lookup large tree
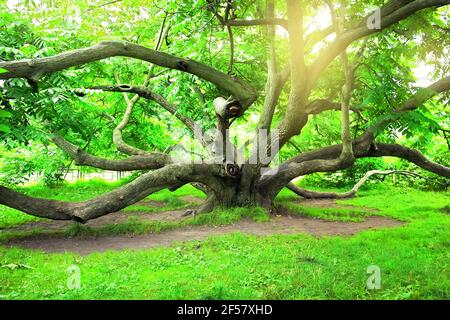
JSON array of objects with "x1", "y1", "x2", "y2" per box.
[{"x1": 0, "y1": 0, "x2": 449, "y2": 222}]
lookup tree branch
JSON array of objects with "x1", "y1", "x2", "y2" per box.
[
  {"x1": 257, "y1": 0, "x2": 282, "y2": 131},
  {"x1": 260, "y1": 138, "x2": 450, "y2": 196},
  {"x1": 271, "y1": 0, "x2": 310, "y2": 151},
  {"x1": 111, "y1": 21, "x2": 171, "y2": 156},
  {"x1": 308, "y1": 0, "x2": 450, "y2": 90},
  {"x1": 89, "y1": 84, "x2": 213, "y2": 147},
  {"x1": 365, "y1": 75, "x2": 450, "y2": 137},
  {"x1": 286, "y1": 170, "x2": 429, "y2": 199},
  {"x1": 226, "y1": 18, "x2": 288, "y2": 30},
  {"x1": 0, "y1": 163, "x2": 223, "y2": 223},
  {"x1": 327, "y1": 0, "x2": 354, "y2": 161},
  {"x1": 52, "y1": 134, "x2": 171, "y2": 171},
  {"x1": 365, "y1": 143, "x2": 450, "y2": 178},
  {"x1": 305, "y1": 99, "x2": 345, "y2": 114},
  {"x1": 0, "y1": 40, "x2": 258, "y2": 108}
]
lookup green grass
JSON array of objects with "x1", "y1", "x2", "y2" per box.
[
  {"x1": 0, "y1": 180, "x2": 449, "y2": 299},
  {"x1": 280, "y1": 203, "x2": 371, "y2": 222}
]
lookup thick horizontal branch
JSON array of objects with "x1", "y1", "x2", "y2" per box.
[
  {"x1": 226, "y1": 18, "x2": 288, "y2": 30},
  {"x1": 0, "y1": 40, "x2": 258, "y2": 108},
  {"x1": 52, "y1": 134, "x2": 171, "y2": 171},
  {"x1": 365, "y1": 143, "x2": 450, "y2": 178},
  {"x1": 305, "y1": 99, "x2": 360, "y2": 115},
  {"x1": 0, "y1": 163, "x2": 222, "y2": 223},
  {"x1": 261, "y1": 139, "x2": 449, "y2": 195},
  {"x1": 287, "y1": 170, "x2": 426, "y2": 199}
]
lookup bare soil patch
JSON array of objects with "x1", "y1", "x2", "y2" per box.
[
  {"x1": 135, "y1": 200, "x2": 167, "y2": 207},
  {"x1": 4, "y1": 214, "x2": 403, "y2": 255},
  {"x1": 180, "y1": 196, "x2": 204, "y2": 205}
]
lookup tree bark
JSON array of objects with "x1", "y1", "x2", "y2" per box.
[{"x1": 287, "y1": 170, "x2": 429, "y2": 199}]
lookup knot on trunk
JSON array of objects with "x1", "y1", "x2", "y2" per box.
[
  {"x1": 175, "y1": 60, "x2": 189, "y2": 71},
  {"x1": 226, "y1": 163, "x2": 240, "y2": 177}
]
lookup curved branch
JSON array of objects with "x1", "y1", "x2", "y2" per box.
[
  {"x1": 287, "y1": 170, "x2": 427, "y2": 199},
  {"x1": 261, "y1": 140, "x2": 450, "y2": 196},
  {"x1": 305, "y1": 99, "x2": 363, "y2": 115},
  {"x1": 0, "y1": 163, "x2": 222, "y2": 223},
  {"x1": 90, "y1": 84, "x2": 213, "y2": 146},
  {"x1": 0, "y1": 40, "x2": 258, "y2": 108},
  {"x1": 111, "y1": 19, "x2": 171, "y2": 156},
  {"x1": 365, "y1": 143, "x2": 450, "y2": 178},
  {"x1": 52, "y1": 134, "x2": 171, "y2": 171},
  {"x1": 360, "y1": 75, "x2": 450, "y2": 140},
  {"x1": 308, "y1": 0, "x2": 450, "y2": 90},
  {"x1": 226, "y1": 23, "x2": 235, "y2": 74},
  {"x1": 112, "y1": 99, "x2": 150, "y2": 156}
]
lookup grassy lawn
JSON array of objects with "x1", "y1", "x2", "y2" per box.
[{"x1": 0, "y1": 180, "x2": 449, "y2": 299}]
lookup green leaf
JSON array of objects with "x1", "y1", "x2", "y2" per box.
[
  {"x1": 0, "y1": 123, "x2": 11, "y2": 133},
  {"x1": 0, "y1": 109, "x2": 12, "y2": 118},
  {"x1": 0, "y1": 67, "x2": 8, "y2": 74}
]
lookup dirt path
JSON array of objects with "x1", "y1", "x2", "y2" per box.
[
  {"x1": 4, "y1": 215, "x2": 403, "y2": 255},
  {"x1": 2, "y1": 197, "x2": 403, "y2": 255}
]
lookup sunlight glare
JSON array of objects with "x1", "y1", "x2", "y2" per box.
== == ==
Assigned task: Reproduce the entries above exactly, though not their pictures.

Task result:
lookup large tree
JSON array of objects with "x1", "y1", "x2", "y2" per box.
[{"x1": 0, "y1": 0, "x2": 449, "y2": 222}]
lookup tree branch
JSON array of objects with "x1", "y1", "x2", "y2" per box.
[
  {"x1": 257, "y1": 0, "x2": 282, "y2": 131},
  {"x1": 260, "y1": 138, "x2": 450, "y2": 196},
  {"x1": 271, "y1": 0, "x2": 310, "y2": 151},
  {"x1": 111, "y1": 21, "x2": 171, "y2": 156},
  {"x1": 308, "y1": 0, "x2": 450, "y2": 90},
  {"x1": 89, "y1": 84, "x2": 213, "y2": 147},
  {"x1": 365, "y1": 75, "x2": 450, "y2": 137},
  {"x1": 286, "y1": 170, "x2": 429, "y2": 199},
  {"x1": 226, "y1": 18, "x2": 288, "y2": 30},
  {"x1": 0, "y1": 163, "x2": 223, "y2": 223},
  {"x1": 327, "y1": 0, "x2": 354, "y2": 161},
  {"x1": 52, "y1": 134, "x2": 171, "y2": 171},
  {"x1": 365, "y1": 143, "x2": 450, "y2": 178},
  {"x1": 305, "y1": 99, "x2": 345, "y2": 114},
  {"x1": 0, "y1": 40, "x2": 258, "y2": 108}
]
lookup green grass
JSON array of objects with "x1", "y1", "x2", "y2" per box.
[
  {"x1": 0, "y1": 180, "x2": 449, "y2": 299},
  {"x1": 280, "y1": 203, "x2": 371, "y2": 222}
]
lookup thick horizontal branch
JSON array of objects with "x1", "y1", "x2", "y2" per box.
[
  {"x1": 226, "y1": 18, "x2": 288, "y2": 30},
  {"x1": 0, "y1": 40, "x2": 258, "y2": 108},
  {"x1": 52, "y1": 134, "x2": 171, "y2": 171},
  {"x1": 365, "y1": 143, "x2": 450, "y2": 178},
  {"x1": 305, "y1": 99, "x2": 360, "y2": 115},
  {"x1": 0, "y1": 163, "x2": 222, "y2": 223},
  {"x1": 261, "y1": 139, "x2": 449, "y2": 195},
  {"x1": 287, "y1": 170, "x2": 426, "y2": 199}
]
lookup bare soil patch
JSON array of objects with "x1", "y1", "x2", "y2" per box.
[
  {"x1": 135, "y1": 200, "x2": 167, "y2": 207},
  {"x1": 4, "y1": 214, "x2": 403, "y2": 255},
  {"x1": 180, "y1": 196, "x2": 204, "y2": 205}
]
lookup tree bark
JSON array of objects with "x1", "y1", "x2", "y2" per box.
[{"x1": 287, "y1": 170, "x2": 429, "y2": 199}]
lookup knot on trunk
JSON array of objects with "x1", "y1", "x2", "y2" per box.
[
  {"x1": 175, "y1": 60, "x2": 189, "y2": 71},
  {"x1": 226, "y1": 163, "x2": 240, "y2": 177}
]
lookup curved branch
JSON array of objects with "x1", "y1", "x2", "y2" per box.
[
  {"x1": 287, "y1": 170, "x2": 427, "y2": 199},
  {"x1": 261, "y1": 140, "x2": 450, "y2": 196},
  {"x1": 305, "y1": 99, "x2": 363, "y2": 115},
  {"x1": 0, "y1": 163, "x2": 222, "y2": 223},
  {"x1": 90, "y1": 84, "x2": 213, "y2": 146},
  {"x1": 0, "y1": 40, "x2": 258, "y2": 108},
  {"x1": 111, "y1": 19, "x2": 171, "y2": 156},
  {"x1": 365, "y1": 143, "x2": 450, "y2": 178},
  {"x1": 52, "y1": 134, "x2": 171, "y2": 171},
  {"x1": 360, "y1": 75, "x2": 450, "y2": 140},
  {"x1": 308, "y1": 0, "x2": 450, "y2": 90},
  {"x1": 226, "y1": 23, "x2": 235, "y2": 74},
  {"x1": 112, "y1": 99, "x2": 150, "y2": 156}
]
lookup grassy lawn
JSON array of objects with "x1", "y1", "x2", "y2" per box.
[{"x1": 0, "y1": 180, "x2": 449, "y2": 299}]
lookup green leaf
JSON array of objects with "x1", "y1", "x2", "y2" per box.
[
  {"x1": 0, "y1": 123, "x2": 11, "y2": 133},
  {"x1": 0, "y1": 109, "x2": 12, "y2": 118},
  {"x1": 0, "y1": 67, "x2": 8, "y2": 74}
]
lookup dirt path
JSON array of objects with "x1", "y1", "x2", "y2" per box.
[
  {"x1": 4, "y1": 215, "x2": 403, "y2": 255},
  {"x1": 2, "y1": 197, "x2": 403, "y2": 255}
]
lookup sunlight glare
JSON array of objects with "x1", "y1", "x2", "y2" per box.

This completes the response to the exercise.